* [Prompt]:
Retype every item below word for word, but leave out the pictures.

◆ ◆ ◆ ◆ ◆

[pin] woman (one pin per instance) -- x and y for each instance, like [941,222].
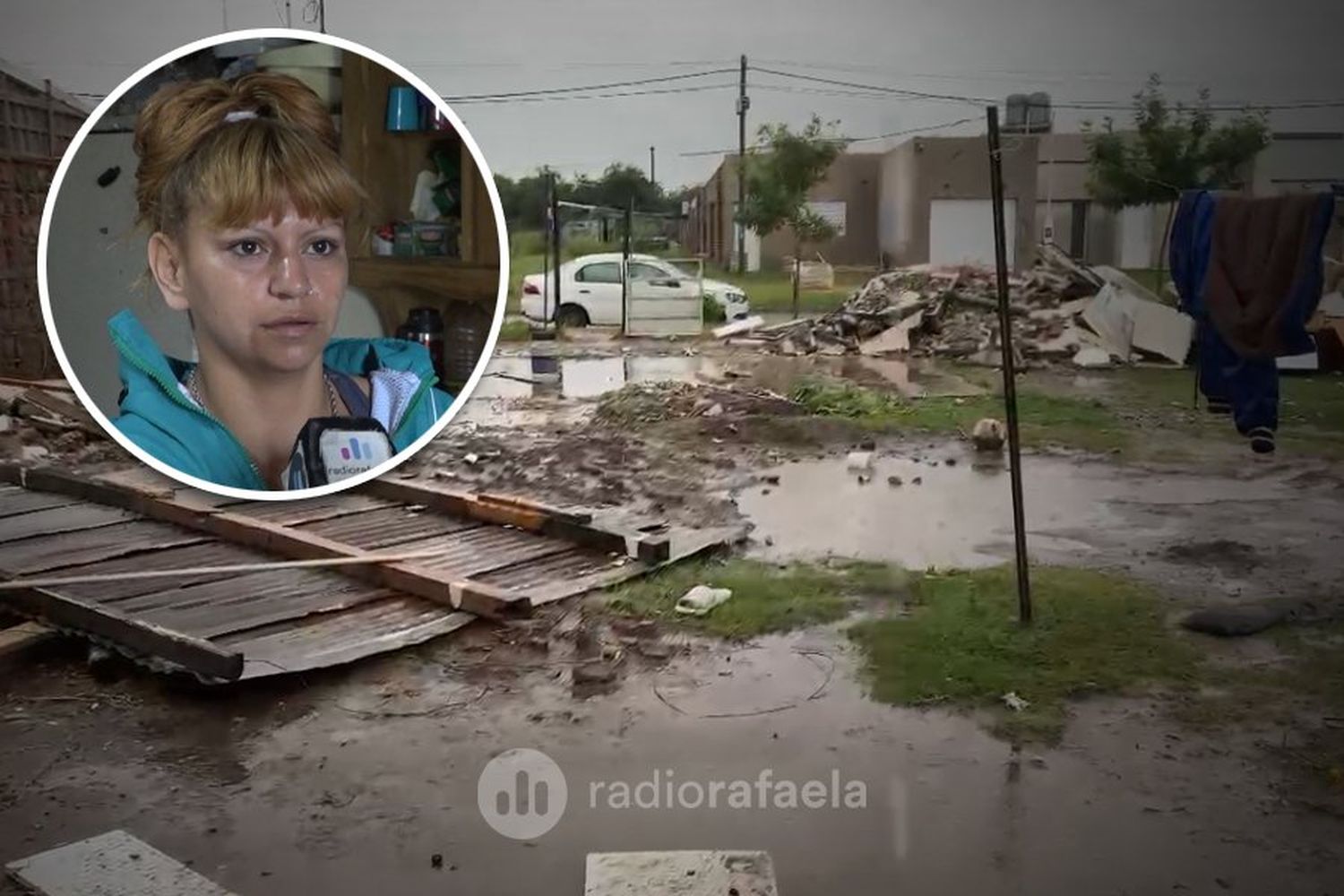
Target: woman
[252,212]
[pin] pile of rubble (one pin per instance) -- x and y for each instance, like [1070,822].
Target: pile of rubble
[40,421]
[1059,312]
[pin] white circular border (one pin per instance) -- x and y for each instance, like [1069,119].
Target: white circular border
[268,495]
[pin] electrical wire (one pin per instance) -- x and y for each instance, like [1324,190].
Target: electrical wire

◆ ◆ ◆ ◆ ◆

* [Correct answer]:
[pin] woman (one pin per instance) -- x and y for each instance, like [941,222].
Target: woman
[252,212]
[pin] pile of rubble (one pin per instance) -- x and y for each instance, like [1070,822].
Target: pile of rubble
[40,421]
[1059,312]
[pin] white circular border (one pin per instance) -- x and y for each instance, like [1069,119].
Target: white circular border
[268,495]
[pin] electrical wire (one pin per instance) -- x and y for each instance, like [1324,190].
Target: electrical wire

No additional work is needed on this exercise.